• _What to produce_
Reproduce the lines below verbatim, from first to last, and omit the pictures from your output.

=== Record excerpts ===

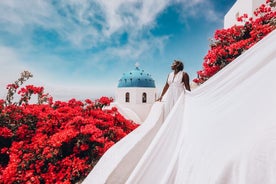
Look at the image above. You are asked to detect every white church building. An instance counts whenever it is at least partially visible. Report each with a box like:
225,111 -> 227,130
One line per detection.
113,63 -> 156,124
111,0 -> 264,124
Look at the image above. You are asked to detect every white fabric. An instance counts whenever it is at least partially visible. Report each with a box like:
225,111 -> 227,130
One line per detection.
127,31 -> 276,184
82,102 -> 164,184
162,71 -> 185,116
83,31 -> 276,184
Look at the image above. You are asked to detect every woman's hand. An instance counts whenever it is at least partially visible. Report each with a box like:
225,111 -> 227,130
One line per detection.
156,96 -> 163,102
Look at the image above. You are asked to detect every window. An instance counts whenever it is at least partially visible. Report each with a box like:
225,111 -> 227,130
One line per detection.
126,92 -> 129,102
142,93 -> 147,103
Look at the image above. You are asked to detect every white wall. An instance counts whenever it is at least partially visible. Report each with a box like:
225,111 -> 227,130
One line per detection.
224,0 -> 265,28
115,87 -> 156,104
115,87 -> 156,123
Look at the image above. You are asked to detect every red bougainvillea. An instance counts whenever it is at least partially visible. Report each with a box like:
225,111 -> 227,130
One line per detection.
0,72 -> 138,184
193,0 -> 276,84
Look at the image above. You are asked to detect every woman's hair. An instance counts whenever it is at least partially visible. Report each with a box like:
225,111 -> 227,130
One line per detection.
174,60 -> 184,71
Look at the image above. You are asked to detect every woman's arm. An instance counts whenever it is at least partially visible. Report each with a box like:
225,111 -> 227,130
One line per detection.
156,76 -> 169,101
182,72 -> 191,91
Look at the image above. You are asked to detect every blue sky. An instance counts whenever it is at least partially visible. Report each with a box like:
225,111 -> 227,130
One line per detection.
0,0 -> 235,100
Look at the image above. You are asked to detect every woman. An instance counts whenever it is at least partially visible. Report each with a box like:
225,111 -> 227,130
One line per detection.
157,60 -> 191,114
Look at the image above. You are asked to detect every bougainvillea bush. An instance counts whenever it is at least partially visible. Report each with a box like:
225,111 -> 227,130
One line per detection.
193,0 -> 276,84
0,71 -> 138,184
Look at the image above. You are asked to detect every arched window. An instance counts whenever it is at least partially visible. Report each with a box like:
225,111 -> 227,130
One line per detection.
142,93 -> 147,103
126,92 -> 129,102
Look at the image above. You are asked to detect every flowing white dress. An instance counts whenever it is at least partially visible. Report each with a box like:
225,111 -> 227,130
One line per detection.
162,71 -> 185,117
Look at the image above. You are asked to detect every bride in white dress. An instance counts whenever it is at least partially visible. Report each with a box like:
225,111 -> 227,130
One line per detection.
157,60 -> 191,117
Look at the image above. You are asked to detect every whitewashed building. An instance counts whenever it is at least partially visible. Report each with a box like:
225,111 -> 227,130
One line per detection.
115,64 -> 156,123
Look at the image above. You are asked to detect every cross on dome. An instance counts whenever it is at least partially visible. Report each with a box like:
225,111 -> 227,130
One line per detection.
135,62 -> 140,68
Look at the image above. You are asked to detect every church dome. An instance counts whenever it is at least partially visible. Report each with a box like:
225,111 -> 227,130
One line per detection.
118,66 -> 155,88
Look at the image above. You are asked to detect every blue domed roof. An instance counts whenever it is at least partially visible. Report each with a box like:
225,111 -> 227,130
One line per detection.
118,66 -> 155,88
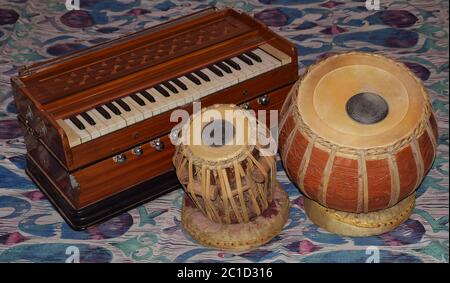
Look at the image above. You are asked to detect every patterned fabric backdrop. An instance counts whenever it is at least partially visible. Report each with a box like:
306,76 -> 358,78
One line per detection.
0,0 -> 449,262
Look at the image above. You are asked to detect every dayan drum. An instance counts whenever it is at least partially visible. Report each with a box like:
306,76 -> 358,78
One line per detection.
279,52 -> 437,236
173,105 -> 289,250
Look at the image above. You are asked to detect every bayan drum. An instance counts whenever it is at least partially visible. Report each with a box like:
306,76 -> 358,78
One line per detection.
173,105 -> 289,250
279,52 -> 437,236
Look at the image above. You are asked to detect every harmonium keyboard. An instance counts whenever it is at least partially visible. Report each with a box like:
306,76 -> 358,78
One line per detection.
11,8 -> 298,229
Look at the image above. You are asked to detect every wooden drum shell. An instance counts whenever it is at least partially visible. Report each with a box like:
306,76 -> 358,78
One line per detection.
278,53 -> 438,213
173,104 -> 276,224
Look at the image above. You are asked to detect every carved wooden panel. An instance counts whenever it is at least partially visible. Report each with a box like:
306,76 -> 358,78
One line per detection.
35,18 -> 250,101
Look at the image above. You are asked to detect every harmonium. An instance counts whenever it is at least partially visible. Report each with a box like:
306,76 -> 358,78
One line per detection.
11,8 -> 298,229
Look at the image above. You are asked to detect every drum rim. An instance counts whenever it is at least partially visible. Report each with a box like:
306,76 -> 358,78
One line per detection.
179,104 -> 260,168
286,51 -> 432,157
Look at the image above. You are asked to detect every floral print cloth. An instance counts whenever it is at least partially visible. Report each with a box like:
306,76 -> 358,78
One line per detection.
0,0 -> 449,262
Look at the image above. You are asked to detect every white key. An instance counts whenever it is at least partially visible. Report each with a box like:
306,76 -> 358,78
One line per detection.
202,69 -> 228,92
192,74 -> 215,97
56,120 -> 81,147
258,43 -> 292,65
88,107 -> 117,135
64,119 -> 91,143
76,115 -> 100,139
171,81 -> 192,106
230,58 -> 255,80
103,106 -> 127,131
236,55 -> 268,76
153,86 -> 179,113
111,101 -> 136,126
136,93 -> 154,119
86,109 -> 110,136
147,88 -> 169,116
253,49 -> 281,68
244,50 -> 275,73
122,96 -> 144,122
179,76 -> 204,101
160,84 -> 184,107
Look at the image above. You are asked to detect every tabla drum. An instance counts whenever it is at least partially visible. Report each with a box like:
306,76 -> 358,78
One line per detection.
279,52 -> 437,236
173,105 -> 289,250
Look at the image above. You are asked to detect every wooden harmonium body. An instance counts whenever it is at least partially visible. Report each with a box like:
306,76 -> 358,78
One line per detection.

===

• _Output below_
Look at the image above. You are asked to detect every white church building. An instance counts whenever it is at least partially visible. Report each with a box like:
225,111 -> 227,130
One line per detection.
113,63 -> 156,124
111,0 -> 264,124
Look at the image above. You are asked to detect every white fabric. An instance counts whenever it is at least partially visible. Report each with a box like:
225,111 -> 227,130
One line per detection.
127,31 -> 276,184
82,102 -> 164,184
162,71 -> 185,116
83,31 -> 276,184
Look at the image above. You are asked to detect every woman's hand. An instance counts whenever it is at least partially visible. Report each with a box like:
225,111 -> 227,130
One line per detection.
156,96 -> 163,102
Look at the image above. You are asked to detect every window. An instance counts whenever it is at least partially visible. Report each with a box like:
225,111 -> 227,130
One line per detection.
126,92 -> 129,102
142,93 -> 147,103
Look at the image above. You are asked to detect every white wall. An instance counts whenever it is at least partially visible. Report each with a box like:
225,111 -> 227,130
One line per detection.
224,0 -> 265,28
115,87 -> 156,104
115,87 -> 156,123
Look at the image above. You are asked to detect every red bougainvillea. An instance counts whenever it is at least partially visible. Report each with a box like:
225,111 -> 227,130
One line per detection.
0,72 -> 138,184
193,0 -> 276,84
Look at the image above. You are asked to detect every woman's hair. An instance counts whenever it is at least partially visible. Report each with a box like:
225,111 -> 227,130
One line per detection.
174,60 -> 184,71
Look at the image above. You are asked to detect every woman's arm. An instance counts whenever it is at least partially visible. Report each with a box like:
225,111 -> 227,130
One line per detection.
156,76 -> 169,101
182,72 -> 191,91
Look at the image above. You are asked to detect every blue sky. An instance counts whenever it is at least partially visible. Report each with a box like:
225,111 -> 227,130
One line per detection.
0,0 -> 235,100
Look at the image above. You are asked to detect every woman. An instance counts whenever it is at least partially visible. Report each with a box like:
225,111 -> 227,130
One line per detection.
157,60 -> 191,114
Look at the image above. You are asked to detect every bougainvillea bush. An instance counts whenever it is at least partially visible. Report each with a box like:
225,111 -> 227,130
One line per detection.
193,0 -> 276,84
0,71 -> 138,184
Look at the image above. You are asked to detect every arched window. An instance counts whenever it is at least partially visible. Report each with a box like:
225,111 -> 227,130
One line per detection.
142,93 -> 147,103
126,92 -> 129,102
Look at the image above. You are asked to detect every flowing white dress. An instance counts whenever it is at least partially visible. Report each with a box like:
225,111 -> 227,130
One line per detection.
162,71 -> 185,117
Look at the image above. You are asked to detect every bride in white dress. An instance counts whenever it is at least partially visible. Report each with a box like:
225,111 -> 227,130
One line per detection.
157,60 -> 191,117
Look at the image above. You are asked to detect every whitewashed building. An instance counts whenever it is at least partially visible. Report each with a box like:
225,111 -> 227,130
One line per detection.
115,64 -> 156,123
Look at the image above. You are asked to detect every cross on dome. An instance counts whenever it is at least partially visible. Report each with a box like:
225,111 -> 227,130
One line per detection.
135,62 -> 140,68
Look at the image above. You are asked to detect every church dome. An instance counts whenever it is at least partially visible. Report each with a box like:
225,111 -> 227,130
One line per detection.
118,66 -> 155,88
Look at the image above. You are asked to detect every blue domed roof. An instance counts whenever it is at least partially visible. Report each with a box like:
225,111 -> 227,130
One line per detection.
118,66 -> 155,88
Look at the image above. You are asked to detect every patterned fabric backdrop. An instance counts whenever it is at least partially visible. Report each with a box like:
306,76 -> 358,78
One line per detection.
0,0 -> 449,262
Look at the image above. You are asked to detect every dayan drum. An instance counts whenever it is at least partially visible. Report each with a box like:
306,76 -> 358,78
One line per detection.
279,52 -> 437,236
173,105 -> 289,250
Look at the image above. You are asked to detect every bayan drum. An instance counts whenever it is at least partially visible. Report each with a box like:
306,76 -> 358,78
One line per detection.
173,105 -> 289,250
279,52 -> 437,236
Look at the image above. You are asked to detect every harmonium keyboard. An instance counts whenever it is at least partially visible. Report each with a box like:
306,76 -> 358,78
One line per detection.
11,8 -> 298,229
Look at the image above. You are asked to detect every wooden drum shell. An instance counts whenever it is at least partially visible. Report each with a box like:
306,76 -> 358,78
One line per detection.
278,53 -> 438,213
173,104 -> 276,224
Look at the image above. You are asked to detect every carved wooden panel. An instance counts whenever it is at least partially visible. Report each with a box like:
306,76 -> 358,78
One line per detection.
35,18 -> 250,101
Look at the image above. You are asked to detect every harmonium. An instance counts whenever it is at least partially visible. Report each with a box like:
306,76 -> 358,78
One line per detection.
11,8 -> 298,229
Look at the image above. You are asked to detect every drum rim. An instance counts whenever it is at least partially visible. Report each with a box like:
306,76 -> 358,78
One line per detection.
179,104 -> 260,168
286,51 -> 432,157
Look at the image above. You are asked to detect every floral print cloth. An instance counts whenever it is at least partially visible. Report each with a box like:
306,76 -> 358,78
One line per detection.
0,0 -> 449,262
Look at the image above. You are asked to detect every white key. An instance counts whenever it is at least partially visible. Report each with a box like:
306,76 -> 358,78
One line per detection.
202,69 -> 228,92
192,74 -> 215,97
56,120 -> 81,147
258,43 -> 292,65
88,107 -> 117,135
64,119 -> 91,143
76,115 -> 100,139
171,81 -> 192,106
230,58 -> 255,80
103,106 -> 127,131
236,55 -> 268,76
153,86 -> 179,113
111,101 -> 136,126
136,93 -> 154,119
86,109 -> 110,136
147,88 -> 169,116
253,49 -> 281,68
244,50 -> 275,73
122,96 -> 144,122
179,76 -> 204,101
160,84 -> 184,107
Look at the image above. You are asked to detect every tabla drum. An instance counts whenever it is at least partially visible. Report each with a box like:
306,76 -> 358,78
One line per detection.
279,52 -> 437,236
173,105 -> 289,250
Look at the image above. You are asked to detect every wooden harmonium body. An instance counts whenever it is at least partially visible. Report each with a box like:
306,76 -> 358,78
One line per detection.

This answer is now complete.